**TASK DESCRIPTION**
Rewrite the records below as a numbered list, one line per item, leaving out any blank lines.

START PROVIDED RECORDS

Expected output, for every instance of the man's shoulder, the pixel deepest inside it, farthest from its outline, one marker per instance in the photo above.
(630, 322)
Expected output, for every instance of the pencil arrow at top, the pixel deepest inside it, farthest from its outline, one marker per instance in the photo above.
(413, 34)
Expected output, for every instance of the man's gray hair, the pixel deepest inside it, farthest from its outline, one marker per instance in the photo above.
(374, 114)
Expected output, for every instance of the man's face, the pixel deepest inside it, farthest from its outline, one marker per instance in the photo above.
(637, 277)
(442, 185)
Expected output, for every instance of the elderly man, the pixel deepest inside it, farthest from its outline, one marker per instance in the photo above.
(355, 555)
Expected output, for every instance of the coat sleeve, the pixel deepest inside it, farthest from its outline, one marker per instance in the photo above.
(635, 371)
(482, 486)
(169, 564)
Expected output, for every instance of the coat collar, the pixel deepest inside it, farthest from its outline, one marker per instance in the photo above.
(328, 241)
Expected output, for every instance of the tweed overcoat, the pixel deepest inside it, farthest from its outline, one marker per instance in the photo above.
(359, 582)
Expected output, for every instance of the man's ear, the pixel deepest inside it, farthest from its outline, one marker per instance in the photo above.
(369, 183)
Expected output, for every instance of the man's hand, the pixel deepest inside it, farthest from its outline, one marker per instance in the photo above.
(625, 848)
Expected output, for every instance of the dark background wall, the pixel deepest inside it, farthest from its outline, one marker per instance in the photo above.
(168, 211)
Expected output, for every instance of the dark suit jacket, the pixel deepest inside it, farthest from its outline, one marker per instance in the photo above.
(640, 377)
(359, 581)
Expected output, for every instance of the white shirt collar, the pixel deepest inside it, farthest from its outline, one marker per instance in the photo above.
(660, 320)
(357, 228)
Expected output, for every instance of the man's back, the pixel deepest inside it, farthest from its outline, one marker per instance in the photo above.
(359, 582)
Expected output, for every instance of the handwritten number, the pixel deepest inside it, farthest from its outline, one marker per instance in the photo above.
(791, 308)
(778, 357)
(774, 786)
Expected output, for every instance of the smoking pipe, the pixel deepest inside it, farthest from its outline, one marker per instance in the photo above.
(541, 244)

END PROVIDED RECORDS

**REPLY TO THE EXERCISE**
1. Expected output, for every instance of the man's shoulder, the pixel deepest inside it, farthest from its outline, one marker per instance in the photo above.
2. (630, 322)
3. Expected output, for every instance of the pencil arrow at top, the pixel deepest inside it, farthest from its outline, one marker per instance in the photo above.
4. (413, 34)
5. Expected output, for every instance of the man's gray hair, the pixel deepest inside it, farthest from its outline, one marker per instance in the photo above.
6. (374, 114)
7. Expected output, for every instance of the man's face, the pixel deepest inside it, farthest from its outline, one marker per instance in the photo above.
8. (637, 277)
9. (442, 185)
10. Expected output, for every instance of the elderly man, the pixel deepest inside it, farthest from its outline, one marker per instance in the photo above.
11. (355, 555)
12. Expected output, for every instance of the coat sleeve, the pixel deepest inside it, farthest from its outline, one marker per instance in the photo above.
13. (635, 371)
14. (482, 486)
15. (169, 564)
16. Expected output, for every instance of the coat collar, the pixel deepest inside it, farthest from its outline, one marker per instance in the photo above.
17. (328, 241)
18. Expected output, for every instance of the tweed overcoat, the pixel deepest inside it, farthest from its outline, one marker per instance in the photo above.
19. (359, 582)
20. Expected output, for every instance of the man's ear, the pixel deepest inside it, farthest from its outline, one marker per instance in the photo above.
21. (369, 183)
22. Expected output, for every instance of the man's hand, the pixel deepest inside it, farthest from its outline, one marker per instance in the photo above.
23. (625, 848)
24. Expected output, for every instance of the dark background wall, the pixel deepest inside it, farthest from its outline, one marker per instance in the photo above.
25. (168, 211)
26. Expected output, for every instance of the dark suit jacket, the pixel deepest inside it, farthest from its outline, one marker per instance in the photo above.
27. (640, 377)
28. (359, 581)
29. Expected output, for every instance of the white shirt collar, the pixel deepest inside it, farthest from its outline, one marker per instance in the photo above.
30. (660, 320)
31. (357, 228)
32. Expected output, for every instance of the man's back, the pixel deepest inside it, farthest from its outline, one marker per instance in the photo above.
33. (359, 582)
34. Expected output, for every instance of the handwritten number, the pixel deepest inside it, farthest from its outline, one marker per instance in the photo above.
35. (791, 308)
36. (778, 357)
37. (774, 786)
38. Expected output, for every instance of the smoking pipe, the pixel deepest inside it, farthest from its outline, one marker per instance in the photo above.
39. (541, 244)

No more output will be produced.